#### MATERIAL PROVIDED:
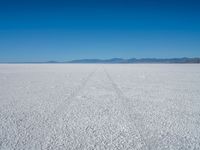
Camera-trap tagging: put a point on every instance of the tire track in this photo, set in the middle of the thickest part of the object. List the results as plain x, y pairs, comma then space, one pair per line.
52, 120
124, 102
49, 123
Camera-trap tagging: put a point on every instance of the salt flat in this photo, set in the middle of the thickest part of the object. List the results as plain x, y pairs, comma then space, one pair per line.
100, 106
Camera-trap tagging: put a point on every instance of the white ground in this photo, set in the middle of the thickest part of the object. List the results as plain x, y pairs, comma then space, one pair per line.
80, 106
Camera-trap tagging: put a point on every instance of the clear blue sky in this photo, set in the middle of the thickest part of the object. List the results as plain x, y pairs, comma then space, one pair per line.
36, 30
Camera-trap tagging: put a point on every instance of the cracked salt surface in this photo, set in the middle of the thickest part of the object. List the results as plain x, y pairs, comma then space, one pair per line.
94, 106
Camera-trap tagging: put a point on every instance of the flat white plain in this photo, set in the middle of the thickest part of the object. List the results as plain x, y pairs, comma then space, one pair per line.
99, 106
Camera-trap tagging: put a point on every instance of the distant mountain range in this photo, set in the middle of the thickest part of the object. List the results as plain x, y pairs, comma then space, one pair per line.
135, 60
126, 61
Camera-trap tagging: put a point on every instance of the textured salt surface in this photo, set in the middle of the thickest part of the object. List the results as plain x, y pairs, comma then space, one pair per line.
86, 106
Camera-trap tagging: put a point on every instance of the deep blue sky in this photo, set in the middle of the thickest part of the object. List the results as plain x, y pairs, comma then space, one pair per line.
65, 30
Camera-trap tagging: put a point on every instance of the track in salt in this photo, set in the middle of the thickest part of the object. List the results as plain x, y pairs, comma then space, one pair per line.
124, 102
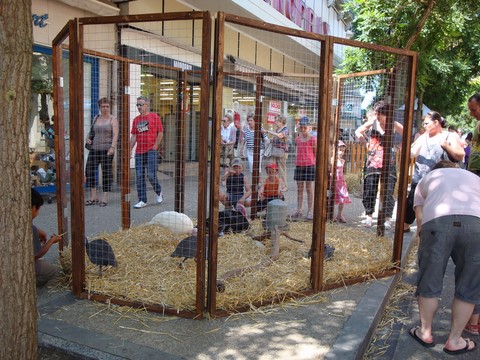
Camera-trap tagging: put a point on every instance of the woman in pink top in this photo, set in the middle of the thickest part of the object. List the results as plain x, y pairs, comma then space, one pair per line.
305, 168
447, 207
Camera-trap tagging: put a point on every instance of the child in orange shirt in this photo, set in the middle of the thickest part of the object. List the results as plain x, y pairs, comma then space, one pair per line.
341, 191
271, 187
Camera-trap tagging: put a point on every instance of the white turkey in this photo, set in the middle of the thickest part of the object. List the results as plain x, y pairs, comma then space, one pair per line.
178, 223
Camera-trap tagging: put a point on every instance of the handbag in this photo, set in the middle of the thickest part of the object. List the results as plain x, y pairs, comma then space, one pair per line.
91, 135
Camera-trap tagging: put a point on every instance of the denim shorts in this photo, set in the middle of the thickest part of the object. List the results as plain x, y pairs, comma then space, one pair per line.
455, 236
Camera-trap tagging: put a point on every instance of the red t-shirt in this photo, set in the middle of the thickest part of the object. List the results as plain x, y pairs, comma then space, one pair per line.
146, 129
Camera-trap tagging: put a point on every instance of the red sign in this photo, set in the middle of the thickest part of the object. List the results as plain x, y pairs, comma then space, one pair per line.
271, 118
275, 107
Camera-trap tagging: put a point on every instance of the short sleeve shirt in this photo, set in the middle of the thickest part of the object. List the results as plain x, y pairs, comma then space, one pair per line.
146, 129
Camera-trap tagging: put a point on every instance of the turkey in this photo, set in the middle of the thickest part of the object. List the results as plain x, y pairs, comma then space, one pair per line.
178, 223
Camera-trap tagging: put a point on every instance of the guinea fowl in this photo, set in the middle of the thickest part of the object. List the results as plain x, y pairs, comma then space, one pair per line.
187, 248
100, 253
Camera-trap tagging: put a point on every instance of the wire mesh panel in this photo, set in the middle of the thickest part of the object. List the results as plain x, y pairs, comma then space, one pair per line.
139, 158
281, 86
370, 122
197, 196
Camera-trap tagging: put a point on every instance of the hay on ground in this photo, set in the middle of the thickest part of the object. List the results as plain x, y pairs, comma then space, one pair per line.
147, 273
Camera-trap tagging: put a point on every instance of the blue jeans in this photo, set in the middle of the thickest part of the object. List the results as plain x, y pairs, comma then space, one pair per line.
147, 161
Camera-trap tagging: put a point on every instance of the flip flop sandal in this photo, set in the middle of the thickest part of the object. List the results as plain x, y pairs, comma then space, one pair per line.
464, 350
471, 329
413, 333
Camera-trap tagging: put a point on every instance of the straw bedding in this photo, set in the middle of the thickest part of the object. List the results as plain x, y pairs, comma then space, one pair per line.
147, 273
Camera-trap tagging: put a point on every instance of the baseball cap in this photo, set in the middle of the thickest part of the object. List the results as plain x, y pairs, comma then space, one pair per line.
236, 162
304, 121
271, 166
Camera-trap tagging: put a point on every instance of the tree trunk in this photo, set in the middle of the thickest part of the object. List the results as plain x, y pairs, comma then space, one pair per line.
18, 314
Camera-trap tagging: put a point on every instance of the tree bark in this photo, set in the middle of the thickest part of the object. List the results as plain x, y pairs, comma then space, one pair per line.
18, 314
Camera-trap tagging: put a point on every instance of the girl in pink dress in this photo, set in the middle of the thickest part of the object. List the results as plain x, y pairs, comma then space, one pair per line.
341, 191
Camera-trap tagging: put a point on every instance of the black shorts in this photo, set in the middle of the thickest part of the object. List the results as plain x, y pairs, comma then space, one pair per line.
304, 173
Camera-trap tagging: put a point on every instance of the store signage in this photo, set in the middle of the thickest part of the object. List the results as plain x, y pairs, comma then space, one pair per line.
182, 65
274, 109
40, 20
301, 14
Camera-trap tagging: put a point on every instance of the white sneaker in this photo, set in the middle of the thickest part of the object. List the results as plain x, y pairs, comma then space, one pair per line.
140, 205
368, 222
388, 225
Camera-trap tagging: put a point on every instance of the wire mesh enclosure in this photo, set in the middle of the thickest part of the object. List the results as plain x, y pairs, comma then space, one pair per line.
198, 179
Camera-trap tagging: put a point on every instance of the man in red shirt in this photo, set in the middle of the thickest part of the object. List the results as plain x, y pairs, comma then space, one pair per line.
147, 133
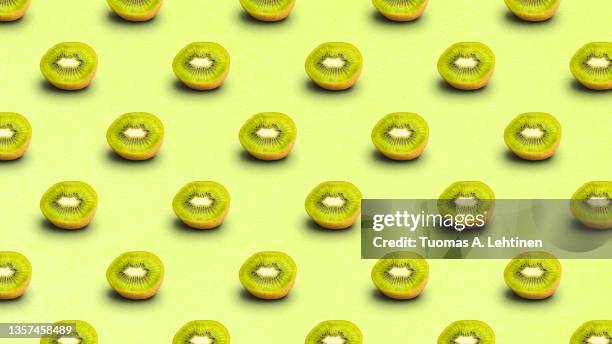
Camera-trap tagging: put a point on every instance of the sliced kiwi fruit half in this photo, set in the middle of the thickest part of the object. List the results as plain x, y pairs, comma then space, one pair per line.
334, 65
401, 275
464, 198
82, 333
533, 135
15, 275
202, 204
467, 65
335, 331
268, 10
11, 10
533, 10
401, 10
591, 65
401, 135
533, 275
202, 65
268, 275
334, 204
136, 135
70, 65
136, 275
202, 332
136, 10
15, 135
69, 204
268, 135
591, 204
467, 332
593, 332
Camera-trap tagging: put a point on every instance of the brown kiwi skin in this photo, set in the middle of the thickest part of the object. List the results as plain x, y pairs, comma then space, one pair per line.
17, 15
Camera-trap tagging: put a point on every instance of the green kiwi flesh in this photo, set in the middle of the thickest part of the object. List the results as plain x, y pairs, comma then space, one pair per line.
467, 332
83, 333
15, 275
533, 135
268, 10
591, 65
136, 135
136, 275
401, 275
202, 65
334, 204
591, 204
467, 198
202, 331
533, 10
467, 65
70, 65
593, 332
335, 331
202, 204
334, 65
268, 135
533, 275
11, 10
15, 135
401, 135
69, 204
135, 10
401, 10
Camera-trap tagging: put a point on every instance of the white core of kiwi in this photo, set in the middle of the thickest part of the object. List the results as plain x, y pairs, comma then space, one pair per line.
6, 133
69, 202
201, 202
268, 272
69, 63
201, 62
267, 133
333, 62
466, 62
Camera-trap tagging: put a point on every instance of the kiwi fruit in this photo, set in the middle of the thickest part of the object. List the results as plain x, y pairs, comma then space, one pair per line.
268, 135
268, 275
467, 198
401, 10
533, 135
334, 66
136, 275
83, 333
136, 10
334, 204
202, 65
15, 135
15, 275
401, 135
593, 332
268, 10
533, 275
202, 204
591, 65
202, 331
335, 331
11, 10
401, 275
69, 205
467, 65
533, 10
467, 332
591, 204
70, 65
136, 135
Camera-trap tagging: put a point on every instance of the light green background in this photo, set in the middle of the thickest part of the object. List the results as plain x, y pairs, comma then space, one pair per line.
267, 199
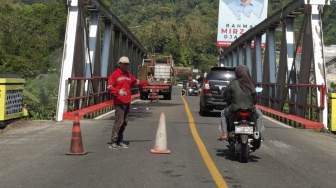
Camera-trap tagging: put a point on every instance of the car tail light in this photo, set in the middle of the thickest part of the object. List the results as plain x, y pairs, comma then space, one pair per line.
206, 87
244, 114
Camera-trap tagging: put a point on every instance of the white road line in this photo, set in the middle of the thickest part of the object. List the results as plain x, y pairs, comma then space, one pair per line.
278, 122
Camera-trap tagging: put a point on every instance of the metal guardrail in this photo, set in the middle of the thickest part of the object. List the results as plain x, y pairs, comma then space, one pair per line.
312, 109
86, 92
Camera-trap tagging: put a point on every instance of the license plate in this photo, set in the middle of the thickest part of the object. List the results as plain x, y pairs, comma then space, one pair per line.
243, 129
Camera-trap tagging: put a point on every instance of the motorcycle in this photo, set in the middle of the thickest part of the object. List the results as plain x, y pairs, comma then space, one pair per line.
243, 138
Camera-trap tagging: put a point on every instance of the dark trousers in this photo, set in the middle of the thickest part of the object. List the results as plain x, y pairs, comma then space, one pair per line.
121, 119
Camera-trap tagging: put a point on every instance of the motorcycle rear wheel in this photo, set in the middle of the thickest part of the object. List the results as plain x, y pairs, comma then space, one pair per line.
243, 157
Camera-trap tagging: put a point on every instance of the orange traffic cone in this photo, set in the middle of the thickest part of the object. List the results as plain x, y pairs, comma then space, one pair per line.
76, 147
161, 138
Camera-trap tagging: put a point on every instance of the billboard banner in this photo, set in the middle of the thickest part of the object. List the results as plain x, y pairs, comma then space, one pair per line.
235, 17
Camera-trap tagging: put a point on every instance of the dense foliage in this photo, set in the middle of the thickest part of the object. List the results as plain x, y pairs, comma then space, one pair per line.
32, 36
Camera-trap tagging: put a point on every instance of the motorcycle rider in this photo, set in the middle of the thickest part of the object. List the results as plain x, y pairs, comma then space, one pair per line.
240, 93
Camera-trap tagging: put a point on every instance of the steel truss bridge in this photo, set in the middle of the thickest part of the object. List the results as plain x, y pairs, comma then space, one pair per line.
96, 38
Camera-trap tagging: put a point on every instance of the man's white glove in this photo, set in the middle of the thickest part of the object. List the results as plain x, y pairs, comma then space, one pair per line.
122, 92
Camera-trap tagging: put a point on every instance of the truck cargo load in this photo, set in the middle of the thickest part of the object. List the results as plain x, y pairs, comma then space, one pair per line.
161, 73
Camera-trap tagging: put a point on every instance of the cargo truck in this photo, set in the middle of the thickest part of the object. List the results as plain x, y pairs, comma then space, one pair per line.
160, 72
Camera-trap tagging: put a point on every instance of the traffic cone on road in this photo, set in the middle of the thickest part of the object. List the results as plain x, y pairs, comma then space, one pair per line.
161, 138
76, 147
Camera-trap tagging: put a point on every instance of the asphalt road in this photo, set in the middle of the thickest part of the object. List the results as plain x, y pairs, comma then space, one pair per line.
33, 153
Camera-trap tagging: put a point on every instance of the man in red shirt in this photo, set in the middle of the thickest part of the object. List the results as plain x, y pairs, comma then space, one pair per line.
119, 83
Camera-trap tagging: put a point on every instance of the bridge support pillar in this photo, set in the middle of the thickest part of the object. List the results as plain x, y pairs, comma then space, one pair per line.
332, 103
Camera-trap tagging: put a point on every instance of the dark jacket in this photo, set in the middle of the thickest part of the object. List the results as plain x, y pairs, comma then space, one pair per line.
236, 98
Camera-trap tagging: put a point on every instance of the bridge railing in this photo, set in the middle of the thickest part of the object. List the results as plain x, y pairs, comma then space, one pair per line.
288, 98
89, 97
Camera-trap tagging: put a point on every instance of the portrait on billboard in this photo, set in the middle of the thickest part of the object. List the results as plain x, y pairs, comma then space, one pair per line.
235, 17
245, 7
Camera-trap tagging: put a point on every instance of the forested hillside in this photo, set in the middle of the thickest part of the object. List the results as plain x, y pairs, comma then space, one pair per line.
32, 36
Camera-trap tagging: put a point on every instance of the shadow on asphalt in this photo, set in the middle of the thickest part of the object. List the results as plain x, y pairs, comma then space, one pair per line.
232, 157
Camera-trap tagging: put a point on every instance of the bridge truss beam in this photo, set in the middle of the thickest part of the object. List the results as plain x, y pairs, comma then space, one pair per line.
94, 40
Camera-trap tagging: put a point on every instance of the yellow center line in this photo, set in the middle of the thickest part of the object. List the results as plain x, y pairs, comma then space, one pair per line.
206, 157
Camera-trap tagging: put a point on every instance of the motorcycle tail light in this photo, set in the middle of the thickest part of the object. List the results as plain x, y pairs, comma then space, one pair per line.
206, 87
244, 114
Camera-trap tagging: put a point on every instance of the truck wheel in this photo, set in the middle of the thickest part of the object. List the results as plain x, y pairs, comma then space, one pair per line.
143, 95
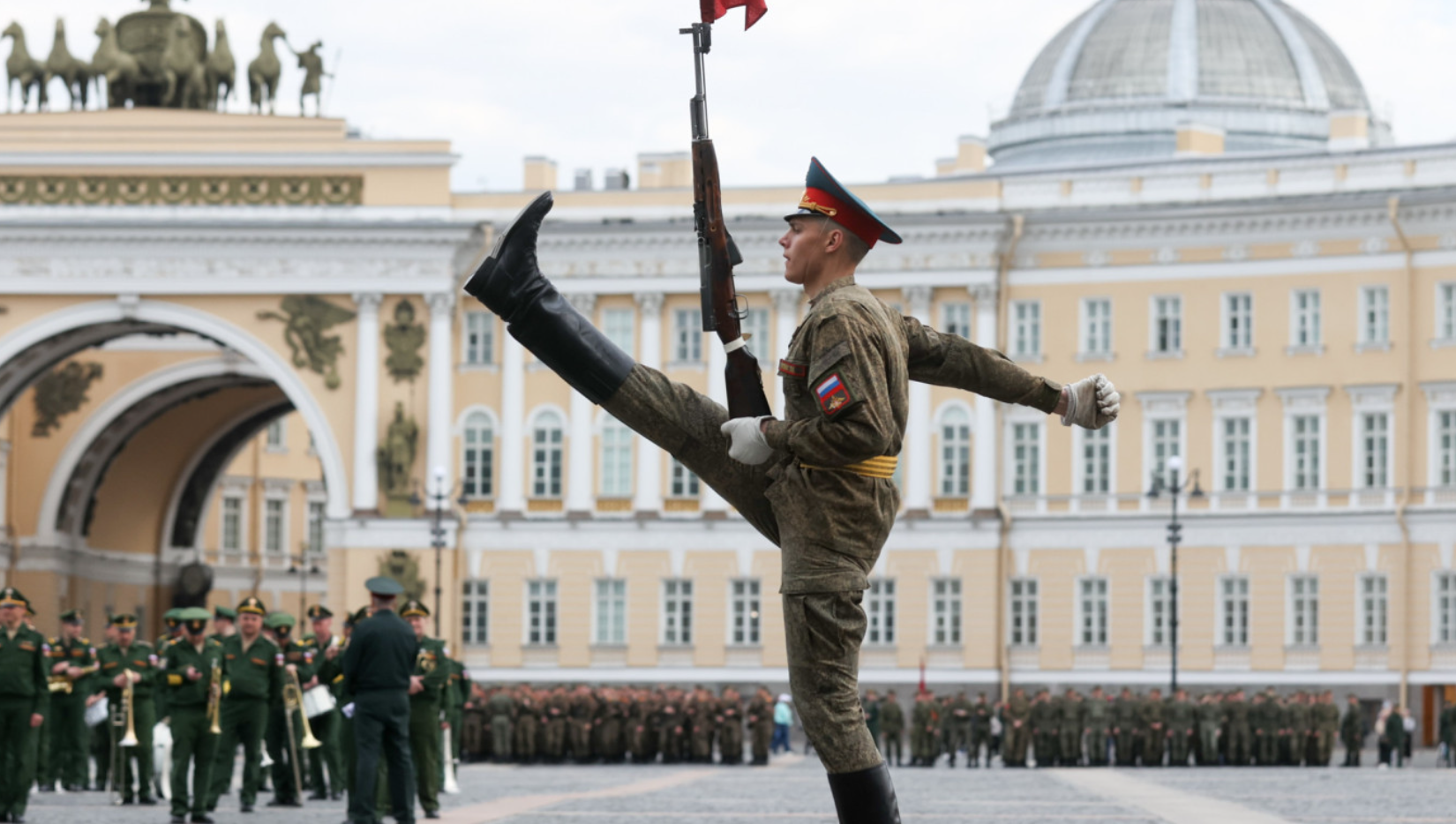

#### EXERCISE DESCRIPTION:
Pull out each line in the entries above that contains the string "mesh" and copy it unchanged.

#### ANSWER TO THIS EXERCISE:
Camera-trap tagging: put a point on every instance of the wire mesh panel in this photo, set in the middle of the thickest part of the object. List the results as plain x, y pairs, comma then space, one pair per line.
Camera-trap tagging: put a point on every instance of the wire mesh enclosure in this photo, set in the middle of the thickest part of the object. List the results as plain x, y pairs, comma then space, one pair per line.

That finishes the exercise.